- [Aim]: How many lines in the records contain the word "white"? Give only the number.

BEGIN Information shown

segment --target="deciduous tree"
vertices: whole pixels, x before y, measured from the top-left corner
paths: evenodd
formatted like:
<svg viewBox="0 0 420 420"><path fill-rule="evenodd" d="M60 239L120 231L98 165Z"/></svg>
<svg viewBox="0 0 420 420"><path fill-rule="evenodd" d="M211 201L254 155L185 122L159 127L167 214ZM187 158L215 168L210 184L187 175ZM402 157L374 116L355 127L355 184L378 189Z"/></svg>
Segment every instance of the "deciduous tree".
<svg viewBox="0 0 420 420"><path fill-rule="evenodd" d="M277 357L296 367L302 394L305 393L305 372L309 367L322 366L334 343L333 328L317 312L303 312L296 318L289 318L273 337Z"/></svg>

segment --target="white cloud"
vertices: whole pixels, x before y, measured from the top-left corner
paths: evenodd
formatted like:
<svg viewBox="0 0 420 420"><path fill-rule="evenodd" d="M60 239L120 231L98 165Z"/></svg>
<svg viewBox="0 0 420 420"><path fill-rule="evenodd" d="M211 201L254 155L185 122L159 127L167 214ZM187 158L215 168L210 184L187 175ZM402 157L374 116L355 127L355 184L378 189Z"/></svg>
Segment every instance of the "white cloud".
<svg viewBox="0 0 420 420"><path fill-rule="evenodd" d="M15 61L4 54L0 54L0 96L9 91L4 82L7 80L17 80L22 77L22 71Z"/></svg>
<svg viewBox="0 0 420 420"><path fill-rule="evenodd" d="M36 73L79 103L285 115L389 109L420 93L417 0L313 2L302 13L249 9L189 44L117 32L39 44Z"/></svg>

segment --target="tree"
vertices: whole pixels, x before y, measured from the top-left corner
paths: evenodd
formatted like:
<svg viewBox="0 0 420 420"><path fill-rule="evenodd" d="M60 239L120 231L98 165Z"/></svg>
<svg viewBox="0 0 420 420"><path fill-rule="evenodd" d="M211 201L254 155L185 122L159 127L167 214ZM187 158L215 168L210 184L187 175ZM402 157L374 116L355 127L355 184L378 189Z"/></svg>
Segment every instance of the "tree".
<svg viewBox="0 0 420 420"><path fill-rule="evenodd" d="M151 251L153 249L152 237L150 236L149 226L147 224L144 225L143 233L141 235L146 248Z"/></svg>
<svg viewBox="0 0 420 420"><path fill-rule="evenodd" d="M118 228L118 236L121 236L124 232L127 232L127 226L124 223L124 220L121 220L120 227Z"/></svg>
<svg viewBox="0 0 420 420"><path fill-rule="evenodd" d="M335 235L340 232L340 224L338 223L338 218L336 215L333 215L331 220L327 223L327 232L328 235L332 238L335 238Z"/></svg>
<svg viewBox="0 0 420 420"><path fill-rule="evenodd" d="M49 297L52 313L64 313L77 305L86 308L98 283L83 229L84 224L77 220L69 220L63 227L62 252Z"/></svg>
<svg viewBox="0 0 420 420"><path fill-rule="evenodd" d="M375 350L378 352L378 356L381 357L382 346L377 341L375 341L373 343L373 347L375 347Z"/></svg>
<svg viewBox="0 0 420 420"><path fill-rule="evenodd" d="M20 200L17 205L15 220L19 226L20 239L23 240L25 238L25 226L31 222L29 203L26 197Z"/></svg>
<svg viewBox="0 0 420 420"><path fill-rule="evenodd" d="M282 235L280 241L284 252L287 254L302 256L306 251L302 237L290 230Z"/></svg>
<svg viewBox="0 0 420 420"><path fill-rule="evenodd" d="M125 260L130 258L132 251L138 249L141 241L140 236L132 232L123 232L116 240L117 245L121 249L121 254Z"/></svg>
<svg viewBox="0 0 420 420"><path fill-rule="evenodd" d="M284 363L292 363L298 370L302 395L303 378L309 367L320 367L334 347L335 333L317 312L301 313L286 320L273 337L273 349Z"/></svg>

END Information shown
BEGIN Information shown

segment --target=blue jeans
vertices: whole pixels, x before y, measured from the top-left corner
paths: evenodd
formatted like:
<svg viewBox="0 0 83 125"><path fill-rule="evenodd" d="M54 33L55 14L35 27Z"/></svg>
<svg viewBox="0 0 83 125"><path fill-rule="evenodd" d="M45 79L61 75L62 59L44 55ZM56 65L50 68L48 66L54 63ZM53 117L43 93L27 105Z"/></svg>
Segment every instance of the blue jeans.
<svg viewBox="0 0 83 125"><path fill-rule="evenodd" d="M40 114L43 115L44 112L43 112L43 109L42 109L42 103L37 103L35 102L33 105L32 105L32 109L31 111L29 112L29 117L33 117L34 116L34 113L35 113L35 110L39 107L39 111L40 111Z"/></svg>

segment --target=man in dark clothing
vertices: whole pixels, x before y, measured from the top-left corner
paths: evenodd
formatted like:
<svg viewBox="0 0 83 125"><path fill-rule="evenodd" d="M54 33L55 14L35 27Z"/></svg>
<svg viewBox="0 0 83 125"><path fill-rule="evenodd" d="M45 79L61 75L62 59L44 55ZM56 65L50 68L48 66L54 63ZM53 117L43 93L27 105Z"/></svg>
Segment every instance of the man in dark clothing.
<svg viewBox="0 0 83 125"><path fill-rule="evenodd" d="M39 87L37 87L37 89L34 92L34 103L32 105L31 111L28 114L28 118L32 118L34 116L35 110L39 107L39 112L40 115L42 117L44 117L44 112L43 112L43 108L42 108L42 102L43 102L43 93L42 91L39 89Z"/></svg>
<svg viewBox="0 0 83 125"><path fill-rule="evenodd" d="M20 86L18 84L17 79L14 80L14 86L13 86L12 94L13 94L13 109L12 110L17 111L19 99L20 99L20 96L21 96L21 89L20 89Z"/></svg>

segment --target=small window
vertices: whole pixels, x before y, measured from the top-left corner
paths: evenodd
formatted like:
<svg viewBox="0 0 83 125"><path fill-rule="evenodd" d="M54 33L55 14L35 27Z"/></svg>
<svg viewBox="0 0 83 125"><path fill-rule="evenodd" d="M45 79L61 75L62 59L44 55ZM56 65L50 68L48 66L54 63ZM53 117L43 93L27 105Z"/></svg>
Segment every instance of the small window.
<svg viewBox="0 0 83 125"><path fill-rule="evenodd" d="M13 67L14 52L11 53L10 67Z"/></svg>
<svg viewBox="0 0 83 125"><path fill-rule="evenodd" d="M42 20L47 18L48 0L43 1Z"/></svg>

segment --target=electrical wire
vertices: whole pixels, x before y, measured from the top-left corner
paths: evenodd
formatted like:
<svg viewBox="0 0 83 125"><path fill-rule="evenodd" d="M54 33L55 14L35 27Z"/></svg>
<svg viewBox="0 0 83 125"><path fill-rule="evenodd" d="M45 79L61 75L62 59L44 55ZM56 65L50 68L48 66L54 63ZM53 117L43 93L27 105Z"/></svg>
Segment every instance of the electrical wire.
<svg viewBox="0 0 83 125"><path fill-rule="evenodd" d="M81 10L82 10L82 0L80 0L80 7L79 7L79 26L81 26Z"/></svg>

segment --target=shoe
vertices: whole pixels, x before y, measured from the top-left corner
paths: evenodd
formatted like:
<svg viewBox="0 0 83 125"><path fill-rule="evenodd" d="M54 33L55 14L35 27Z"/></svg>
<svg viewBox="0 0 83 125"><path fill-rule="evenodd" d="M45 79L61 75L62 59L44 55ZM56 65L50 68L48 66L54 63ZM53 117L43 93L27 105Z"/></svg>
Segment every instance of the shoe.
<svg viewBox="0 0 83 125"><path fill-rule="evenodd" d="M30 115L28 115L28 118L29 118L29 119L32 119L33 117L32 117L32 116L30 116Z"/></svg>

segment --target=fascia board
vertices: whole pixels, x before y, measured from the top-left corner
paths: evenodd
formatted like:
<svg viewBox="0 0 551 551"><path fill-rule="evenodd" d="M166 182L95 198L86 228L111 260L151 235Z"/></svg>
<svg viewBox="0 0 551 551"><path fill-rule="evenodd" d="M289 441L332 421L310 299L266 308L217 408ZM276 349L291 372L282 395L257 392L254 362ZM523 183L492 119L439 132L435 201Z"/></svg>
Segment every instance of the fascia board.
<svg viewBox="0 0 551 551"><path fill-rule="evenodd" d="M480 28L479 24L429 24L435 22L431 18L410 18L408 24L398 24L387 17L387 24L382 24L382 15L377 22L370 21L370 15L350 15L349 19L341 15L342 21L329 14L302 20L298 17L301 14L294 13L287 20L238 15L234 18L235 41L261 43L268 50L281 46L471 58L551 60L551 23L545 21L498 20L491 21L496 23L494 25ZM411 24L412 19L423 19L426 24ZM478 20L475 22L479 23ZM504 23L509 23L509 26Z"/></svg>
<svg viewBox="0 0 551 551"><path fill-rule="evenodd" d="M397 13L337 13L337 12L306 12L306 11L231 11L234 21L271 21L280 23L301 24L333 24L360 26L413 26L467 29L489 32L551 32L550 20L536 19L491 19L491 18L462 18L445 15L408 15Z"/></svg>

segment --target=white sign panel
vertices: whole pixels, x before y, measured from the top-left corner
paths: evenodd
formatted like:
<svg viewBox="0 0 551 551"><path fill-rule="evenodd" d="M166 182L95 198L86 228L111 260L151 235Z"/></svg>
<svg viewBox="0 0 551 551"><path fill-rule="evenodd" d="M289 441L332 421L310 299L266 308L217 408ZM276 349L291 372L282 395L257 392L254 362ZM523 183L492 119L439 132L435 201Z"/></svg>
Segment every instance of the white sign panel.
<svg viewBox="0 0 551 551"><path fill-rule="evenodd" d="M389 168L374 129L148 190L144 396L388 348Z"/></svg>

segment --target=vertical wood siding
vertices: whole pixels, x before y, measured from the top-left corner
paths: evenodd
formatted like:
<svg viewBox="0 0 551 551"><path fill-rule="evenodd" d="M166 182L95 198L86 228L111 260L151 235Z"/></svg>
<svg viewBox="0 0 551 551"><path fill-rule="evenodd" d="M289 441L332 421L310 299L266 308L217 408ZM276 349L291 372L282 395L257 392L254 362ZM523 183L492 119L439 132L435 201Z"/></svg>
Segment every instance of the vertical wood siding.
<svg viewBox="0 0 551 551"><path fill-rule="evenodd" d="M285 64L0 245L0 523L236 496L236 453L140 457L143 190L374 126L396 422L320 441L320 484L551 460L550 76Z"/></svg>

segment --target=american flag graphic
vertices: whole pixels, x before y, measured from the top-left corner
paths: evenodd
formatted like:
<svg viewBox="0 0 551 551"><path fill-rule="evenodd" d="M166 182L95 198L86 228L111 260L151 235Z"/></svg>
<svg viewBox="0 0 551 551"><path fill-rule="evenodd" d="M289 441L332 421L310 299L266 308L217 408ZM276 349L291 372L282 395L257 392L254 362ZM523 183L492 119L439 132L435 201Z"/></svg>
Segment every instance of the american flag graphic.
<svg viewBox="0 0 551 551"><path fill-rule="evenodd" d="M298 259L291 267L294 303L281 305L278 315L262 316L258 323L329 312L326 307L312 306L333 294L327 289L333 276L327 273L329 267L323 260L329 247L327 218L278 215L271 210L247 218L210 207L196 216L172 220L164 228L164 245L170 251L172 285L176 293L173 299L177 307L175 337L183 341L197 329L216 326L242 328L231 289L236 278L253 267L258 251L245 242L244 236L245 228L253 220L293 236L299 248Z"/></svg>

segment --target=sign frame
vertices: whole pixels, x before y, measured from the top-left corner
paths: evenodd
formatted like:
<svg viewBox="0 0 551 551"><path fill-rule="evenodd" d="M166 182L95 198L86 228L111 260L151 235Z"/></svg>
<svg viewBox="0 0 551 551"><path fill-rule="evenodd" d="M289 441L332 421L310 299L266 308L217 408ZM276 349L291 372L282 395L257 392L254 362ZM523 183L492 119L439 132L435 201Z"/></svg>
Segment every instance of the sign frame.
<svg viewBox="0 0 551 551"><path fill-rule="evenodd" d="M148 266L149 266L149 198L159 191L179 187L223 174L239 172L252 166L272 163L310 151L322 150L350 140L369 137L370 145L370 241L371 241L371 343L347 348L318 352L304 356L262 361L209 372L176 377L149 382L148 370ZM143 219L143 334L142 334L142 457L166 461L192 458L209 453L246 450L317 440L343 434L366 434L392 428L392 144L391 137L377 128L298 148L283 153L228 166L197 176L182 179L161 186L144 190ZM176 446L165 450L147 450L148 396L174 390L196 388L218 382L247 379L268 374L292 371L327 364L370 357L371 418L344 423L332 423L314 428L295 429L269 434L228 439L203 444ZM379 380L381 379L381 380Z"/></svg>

END Information shown

- [Task solution]: 4